*Short problem:* Print all the entries verbatim.

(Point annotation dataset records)
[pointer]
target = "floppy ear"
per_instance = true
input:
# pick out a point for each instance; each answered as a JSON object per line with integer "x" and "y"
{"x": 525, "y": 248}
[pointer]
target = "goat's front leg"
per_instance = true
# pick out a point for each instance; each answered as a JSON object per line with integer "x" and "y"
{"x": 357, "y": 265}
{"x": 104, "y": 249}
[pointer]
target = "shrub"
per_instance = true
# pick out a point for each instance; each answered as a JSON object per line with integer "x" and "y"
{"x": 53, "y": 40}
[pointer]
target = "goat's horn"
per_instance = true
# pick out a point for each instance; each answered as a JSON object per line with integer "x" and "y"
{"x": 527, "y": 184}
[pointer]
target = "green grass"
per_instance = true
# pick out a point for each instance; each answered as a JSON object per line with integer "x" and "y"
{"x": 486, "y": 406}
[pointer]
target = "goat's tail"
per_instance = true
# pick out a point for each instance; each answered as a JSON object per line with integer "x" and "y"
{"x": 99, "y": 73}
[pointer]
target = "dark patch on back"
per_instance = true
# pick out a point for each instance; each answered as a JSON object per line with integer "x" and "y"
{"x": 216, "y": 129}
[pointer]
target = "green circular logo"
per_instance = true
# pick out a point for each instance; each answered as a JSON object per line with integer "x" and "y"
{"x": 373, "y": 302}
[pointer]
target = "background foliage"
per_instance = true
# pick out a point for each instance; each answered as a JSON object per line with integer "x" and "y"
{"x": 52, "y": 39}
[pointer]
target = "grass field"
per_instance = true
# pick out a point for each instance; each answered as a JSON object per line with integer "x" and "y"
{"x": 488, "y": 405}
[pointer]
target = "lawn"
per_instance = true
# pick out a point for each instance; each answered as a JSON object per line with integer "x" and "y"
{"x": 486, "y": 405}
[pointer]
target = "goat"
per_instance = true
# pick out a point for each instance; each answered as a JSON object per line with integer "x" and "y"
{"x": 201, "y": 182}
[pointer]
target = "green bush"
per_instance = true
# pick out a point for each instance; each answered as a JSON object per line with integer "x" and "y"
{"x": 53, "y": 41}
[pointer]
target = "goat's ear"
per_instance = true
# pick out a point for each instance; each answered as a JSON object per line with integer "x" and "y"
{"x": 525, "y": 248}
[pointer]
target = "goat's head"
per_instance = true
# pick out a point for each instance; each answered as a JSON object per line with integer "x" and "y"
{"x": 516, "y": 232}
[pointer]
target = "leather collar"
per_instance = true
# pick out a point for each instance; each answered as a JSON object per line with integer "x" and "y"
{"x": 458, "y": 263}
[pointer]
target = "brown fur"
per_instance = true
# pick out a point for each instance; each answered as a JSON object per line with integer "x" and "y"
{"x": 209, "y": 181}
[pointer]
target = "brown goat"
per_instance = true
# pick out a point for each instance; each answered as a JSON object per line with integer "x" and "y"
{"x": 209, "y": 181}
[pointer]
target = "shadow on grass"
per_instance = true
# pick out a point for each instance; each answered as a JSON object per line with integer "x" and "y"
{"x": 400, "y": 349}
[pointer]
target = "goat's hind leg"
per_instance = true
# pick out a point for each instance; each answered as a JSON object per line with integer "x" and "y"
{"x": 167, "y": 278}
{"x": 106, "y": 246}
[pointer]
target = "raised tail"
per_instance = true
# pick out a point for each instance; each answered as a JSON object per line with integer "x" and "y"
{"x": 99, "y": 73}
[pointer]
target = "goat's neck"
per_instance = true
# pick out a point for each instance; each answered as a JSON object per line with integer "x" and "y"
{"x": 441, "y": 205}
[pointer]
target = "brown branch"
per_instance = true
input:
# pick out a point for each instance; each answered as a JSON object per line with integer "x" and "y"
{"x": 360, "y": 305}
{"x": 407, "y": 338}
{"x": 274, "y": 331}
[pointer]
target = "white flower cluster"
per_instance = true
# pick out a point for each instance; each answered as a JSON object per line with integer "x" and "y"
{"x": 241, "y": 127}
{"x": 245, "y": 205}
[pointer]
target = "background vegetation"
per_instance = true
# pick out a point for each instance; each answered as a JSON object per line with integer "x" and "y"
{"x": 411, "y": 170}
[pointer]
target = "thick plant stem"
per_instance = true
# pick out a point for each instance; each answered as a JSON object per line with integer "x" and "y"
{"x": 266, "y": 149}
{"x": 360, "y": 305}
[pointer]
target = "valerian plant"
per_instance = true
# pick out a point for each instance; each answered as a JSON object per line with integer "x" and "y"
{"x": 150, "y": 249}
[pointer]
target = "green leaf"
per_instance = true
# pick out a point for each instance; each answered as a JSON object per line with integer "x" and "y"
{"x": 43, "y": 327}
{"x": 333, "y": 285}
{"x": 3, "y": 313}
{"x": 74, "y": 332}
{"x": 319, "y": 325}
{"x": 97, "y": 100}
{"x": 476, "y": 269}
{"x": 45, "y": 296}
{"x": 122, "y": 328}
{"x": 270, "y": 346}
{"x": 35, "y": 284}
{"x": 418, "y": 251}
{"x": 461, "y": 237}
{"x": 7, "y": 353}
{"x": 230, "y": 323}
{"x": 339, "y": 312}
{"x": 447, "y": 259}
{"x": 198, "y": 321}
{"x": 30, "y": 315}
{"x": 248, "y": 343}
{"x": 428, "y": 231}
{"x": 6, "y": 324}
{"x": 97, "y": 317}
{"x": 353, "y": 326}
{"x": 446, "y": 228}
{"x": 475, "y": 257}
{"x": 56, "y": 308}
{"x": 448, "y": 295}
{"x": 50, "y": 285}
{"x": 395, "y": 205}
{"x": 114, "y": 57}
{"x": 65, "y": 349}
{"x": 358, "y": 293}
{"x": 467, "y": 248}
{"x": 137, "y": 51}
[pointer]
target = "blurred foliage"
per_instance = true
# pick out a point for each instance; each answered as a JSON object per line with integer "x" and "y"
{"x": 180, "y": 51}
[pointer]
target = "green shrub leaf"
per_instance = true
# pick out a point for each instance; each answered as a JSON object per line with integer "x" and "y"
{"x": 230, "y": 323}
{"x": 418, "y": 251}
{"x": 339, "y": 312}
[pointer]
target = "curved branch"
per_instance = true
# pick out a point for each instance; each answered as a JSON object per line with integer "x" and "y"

*The response:*
[pointer]
target = "floppy ear"
per_instance = true
input:
# pick out a point for each instance; each answered as a JSON object per line with integer "x" and "y"
{"x": 525, "y": 248}
[pointer]
target = "goat's front leg"
per_instance = true
# pick out a point for each instance; each answered as a JSON object per line with integer "x" and "y"
{"x": 357, "y": 265}
{"x": 104, "y": 249}
[pointer]
target = "shrub"
per_instance = true
# pick out a point for each instance; each answered as a JSON object per line with integer "x" and "y"
{"x": 53, "y": 40}
[pointer]
target = "goat's horn"
per_instance = true
# pick out a point for each instance; each answered as a JSON object per line with integer "x" and "y"
{"x": 527, "y": 184}
[pointer]
target = "green grass"
per_instance = true
# pick out a point for each instance; each answered as a JSON object per line with integer "x" and "y"
{"x": 486, "y": 406}
[pointer]
target = "goat's tail"
per_instance = true
# pick out a point for each instance; each answered as a JSON object per line with integer "x" and "y"
{"x": 99, "y": 73}
[pointer]
target = "dark patch on back"
per_instance = true
# pick out a point for each instance; each answered as a JSON object per line with integer "x" and "y"
{"x": 216, "y": 129}
[pointer]
target = "green circular logo"
per_instance = true
# pick out a point for each instance; each answered as a JSON object per line with integer "x" and "y"
{"x": 373, "y": 302}
[pointer]
target = "background foliage"
per_instance = true
# pick out a point for each instance; each answered as a JSON object per line with integer "x" and "y"
{"x": 52, "y": 39}
[pointer]
target = "grass field"
per_instance = true
# pick out a point for each instance; each answered as a JSON object per line with integer "x" and "y"
{"x": 488, "y": 405}
[pointer]
target = "lawn"
per_instance = true
# pick out a point for each instance; each answered as a JSON object per line with integer "x" and "y"
{"x": 486, "y": 405}
[pointer]
target = "goat"
per_instance = true
# pick out a point for each instance; each answered as a JSON object per line with integer "x" and "y"
{"x": 201, "y": 182}
[pointer]
target = "green bush"
per_instance = true
# pick out a point for each instance; each answered as a JSON object per line with integer "x" and "y"
{"x": 53, "y": 41}
[pointer]
target = "goat's ear"
per_instance = true
# pick out a point for each instance; each answered as a JSON object per line with integer "x" and "y"
{"x": 525, "y": 248}
[pointer]
target = "goat's head"
per_instance = true
# pick out a point for each instance; each answered as a JSON object per line with integer "x" and "y"
{"x": 516, "y": 232}
[pointer]
target = "leather collar"
per_instance = true
# pick out a point for each instance; each answered as a JSON object per line with integer "x" and "y"
{"x": 458, "y": 263}
[pointer]
target = "brown fur"
per_instance = true
# pick out a point for each instance; each answered as a JSON object per line with integer "x" and "y"
{"x": 209, "y": 181}
[pointer]
target = "brown goat"
per_instance = true
# pick out a point for each instance; each answered as a JSON object per line with integer "x" and "y"
{"x": 209, "y": 181}
[pointer]
target = "shadow on grass"
per_instance = true
# pick out a point for each instance; each answered as a JSON object per line with integer "x" and "y"
{"x": 400, "y": 349}
[pointer]
target = "goat's hind leg"
per_instance = true
# pick out a point for each instance; each answered as a JSON object per line with integer "x" and "y"
{"x": 167, "y": 278}
{"x": 106, "y": 246}
[pointer]
target = "raised tail"
per_instance = true
# pick out a point for each instance; each answered as a JSON object per line with integer "x" and "y"
{"x": 99, "y": 73}
[pointer]
target = "goat's neck"
per_instance = true
# pick out a point for each instance; each answered as a JSON object per line with integer "x" and "y"
{"x": 441, "y": 205}
[pointer]
target = "brown branch"
per_instance = true
input:
# pick out a point for each instance; each answered as a JSON object per line with integer "x" and "y"
{"x": 360, "y": 305}
{"x": 407, "y": 338}
{"x": 274, "y": 331}
[pointer]
target = "white flower cluster"
per_instance = true
# pick out a point for each instance; each answered as a JSON object per line with integer "x" and "y"
{"x": 241, "y": 127}
{"x": 245, "y": 205}
[pointer]
target = "background vegetation"
per_instance = true
# pick out a point for each instance; each answered as a JSON object per line with integer "x" and "y"
{"x": 411, "y": 170}
[pointer]
target = "thick plant stem"
per_instance = true
# pick out a point for each instance; each answered as a JSON object per line with integer "x" and "y"
{"x": 266, "y": 149}
{"x": 360, "y": 305}
[pointer]
target = "valerian plant"
per_instance = true
# pick out a point for each instance; each answered as a JSON object per line with integer "x" and "y"
{"x": 150, "y": 249}
[pointer]
target = "green leaf"
per_instance = true
# pick out a point for each instance; each answered as a JSON object per line with integer "x" and "y"
{"x": 43, "y": 327}
{"x": 333, "y": 285}
{"x": 3, "y": 313}
{"x": 74, "y": 332}
{"x": 319, "y": 325}
{"x": 97, "y": 100}
{"x": 476, "y": 269}
{"x": 45, "y": 296}
{"x": 122, "y": 328}
{"x": 270, "y": 346}
{"x": 35, "y": 284}
{"x": 418, "y": 251}
{"x": 461, "y": 237}
{"x": 7, "y": 353}
{"x": 230, "y": 323}
{"x": 339, "y": 312}
{"x": 447, "y": 259}
{"x": 198, "y": 321}
{"x": 30, "y": 315}
{"x": 248, "y": 343}
{"x": 428, "y": 231}
{"x": 6, "y": 324}
{"x": 97, "y": 317}
{"x": 353, "y": 326}
{"x": 446, "y": 228}
{"x": 475, "y": 257}
{"x": 56, "y": 308}
{"x": 448, "y": 295}
{"x": 50, "y": 285}
{"x": 395, "y": 205}
{"x": 114, "y": 57}
{"x": 65, "y": 349}
{"x": 358, "y": 293}
{"x": 467, "y": 248}
{"x": 137, "y": 51}
[pointer]
target = "blurred foliage"
per_instance = true
# pick out a point for each instance; each answered as a JSON object per line with integer "x" and "y"
{"x": 180, "y": 51}
[pointer]
target = "green shrub leaf"
per_instance = true
# pick out a point for each instance; each answered as a JSON object per line with integer "x" and "y"
{"x": 230, "y": 323}
{"x": 418, "y": 251}
{"x": 339, "y": 312}
[pointer]
target = "curved branch"
per_instance = true
# pick out a point for each instance; each answered as a JSON object per line with integer "x" and "y"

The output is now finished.